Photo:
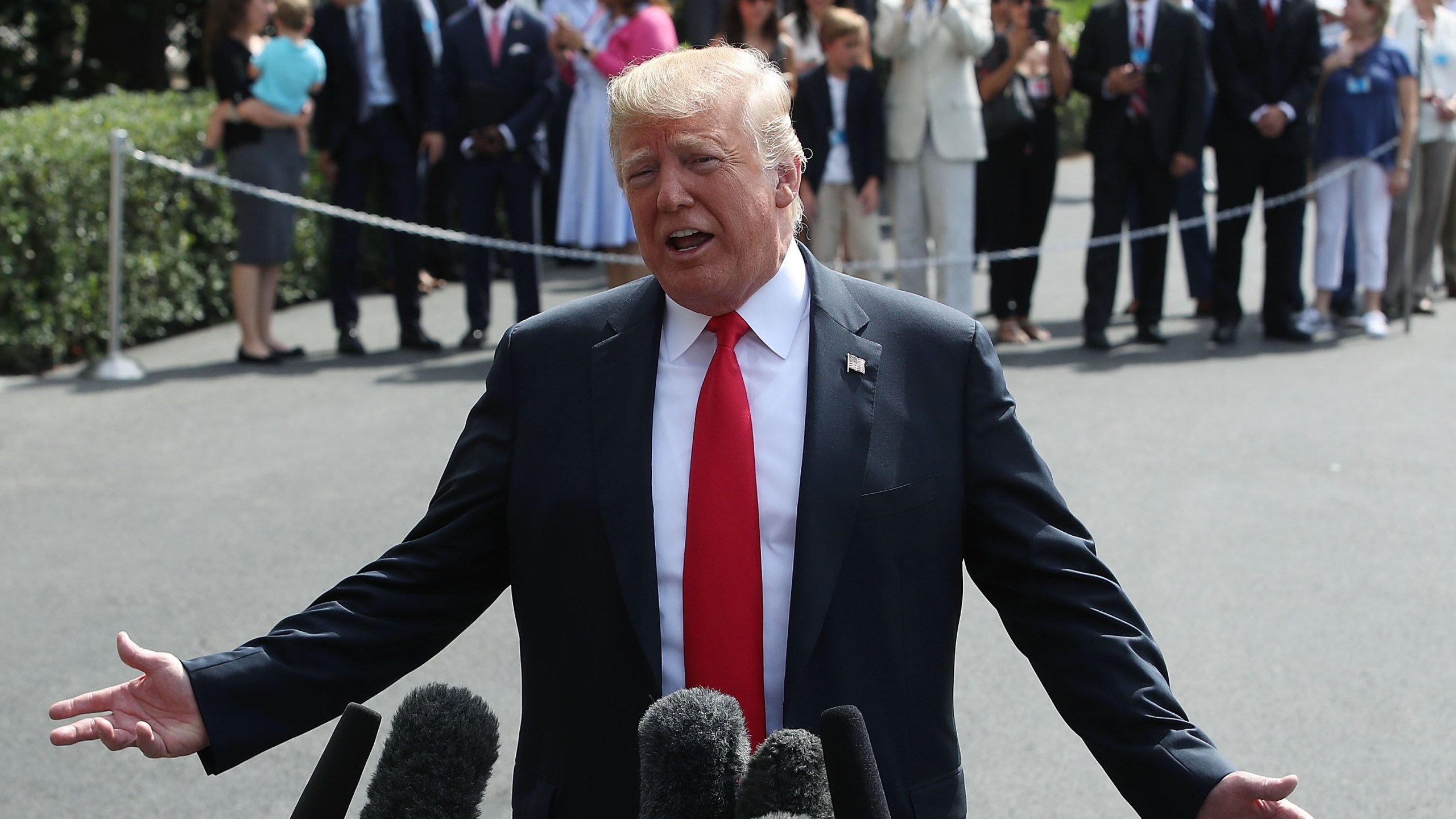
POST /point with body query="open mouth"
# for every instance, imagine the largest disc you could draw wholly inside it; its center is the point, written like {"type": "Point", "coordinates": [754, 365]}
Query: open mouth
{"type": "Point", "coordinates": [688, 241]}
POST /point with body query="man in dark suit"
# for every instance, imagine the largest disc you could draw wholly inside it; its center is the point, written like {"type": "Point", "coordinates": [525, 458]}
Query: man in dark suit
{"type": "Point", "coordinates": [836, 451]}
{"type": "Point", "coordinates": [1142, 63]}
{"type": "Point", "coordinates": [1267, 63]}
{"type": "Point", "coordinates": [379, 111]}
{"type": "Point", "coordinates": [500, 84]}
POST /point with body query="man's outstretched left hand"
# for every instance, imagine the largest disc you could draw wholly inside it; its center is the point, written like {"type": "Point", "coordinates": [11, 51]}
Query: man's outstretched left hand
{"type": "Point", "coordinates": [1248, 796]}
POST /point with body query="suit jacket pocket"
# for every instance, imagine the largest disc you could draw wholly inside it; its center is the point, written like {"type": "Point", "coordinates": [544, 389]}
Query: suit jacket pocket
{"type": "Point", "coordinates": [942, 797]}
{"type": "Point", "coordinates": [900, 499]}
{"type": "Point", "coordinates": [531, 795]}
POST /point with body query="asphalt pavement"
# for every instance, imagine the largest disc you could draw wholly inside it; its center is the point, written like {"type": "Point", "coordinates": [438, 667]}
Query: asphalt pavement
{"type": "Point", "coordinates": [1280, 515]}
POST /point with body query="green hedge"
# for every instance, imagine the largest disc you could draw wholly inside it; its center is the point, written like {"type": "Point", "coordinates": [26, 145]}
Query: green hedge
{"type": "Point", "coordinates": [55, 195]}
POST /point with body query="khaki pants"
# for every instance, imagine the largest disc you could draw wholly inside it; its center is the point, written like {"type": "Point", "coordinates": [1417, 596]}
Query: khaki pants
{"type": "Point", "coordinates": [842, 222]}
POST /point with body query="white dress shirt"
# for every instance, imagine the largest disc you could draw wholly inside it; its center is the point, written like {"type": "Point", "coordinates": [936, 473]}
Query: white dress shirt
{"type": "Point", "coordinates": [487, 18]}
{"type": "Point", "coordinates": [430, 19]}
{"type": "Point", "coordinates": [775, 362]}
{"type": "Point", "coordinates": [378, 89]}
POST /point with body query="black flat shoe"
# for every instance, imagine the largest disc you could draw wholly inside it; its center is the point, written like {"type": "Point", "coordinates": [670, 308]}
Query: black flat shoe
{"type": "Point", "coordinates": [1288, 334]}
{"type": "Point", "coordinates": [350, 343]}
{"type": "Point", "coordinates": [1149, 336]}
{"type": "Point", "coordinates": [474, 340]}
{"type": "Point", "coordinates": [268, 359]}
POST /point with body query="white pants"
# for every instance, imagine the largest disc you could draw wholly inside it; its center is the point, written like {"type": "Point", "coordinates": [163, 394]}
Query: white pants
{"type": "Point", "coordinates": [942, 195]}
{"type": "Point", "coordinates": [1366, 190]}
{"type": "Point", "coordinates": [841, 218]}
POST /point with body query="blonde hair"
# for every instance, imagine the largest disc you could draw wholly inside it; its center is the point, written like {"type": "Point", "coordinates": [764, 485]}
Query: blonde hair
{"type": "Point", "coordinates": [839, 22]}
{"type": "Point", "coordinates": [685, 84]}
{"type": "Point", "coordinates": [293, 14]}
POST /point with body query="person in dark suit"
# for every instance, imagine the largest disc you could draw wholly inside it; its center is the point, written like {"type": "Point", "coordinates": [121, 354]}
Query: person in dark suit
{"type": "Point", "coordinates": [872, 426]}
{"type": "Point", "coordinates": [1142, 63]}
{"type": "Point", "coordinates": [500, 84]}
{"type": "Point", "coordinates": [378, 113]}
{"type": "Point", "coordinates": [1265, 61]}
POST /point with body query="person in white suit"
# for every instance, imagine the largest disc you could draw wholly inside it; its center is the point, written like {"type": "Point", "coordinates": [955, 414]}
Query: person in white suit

▶ [TASK]:
Locate every line in the material that contains the string "white" and copy each of those lines in full.

▶ [THE OUTPUT]:
POST /point with body query="white dress shirt"
Query: white dress shirt
POST /point with body query="white pants"
Query: white pants
POST /point with body query="person in white suit"
Query: person in white suit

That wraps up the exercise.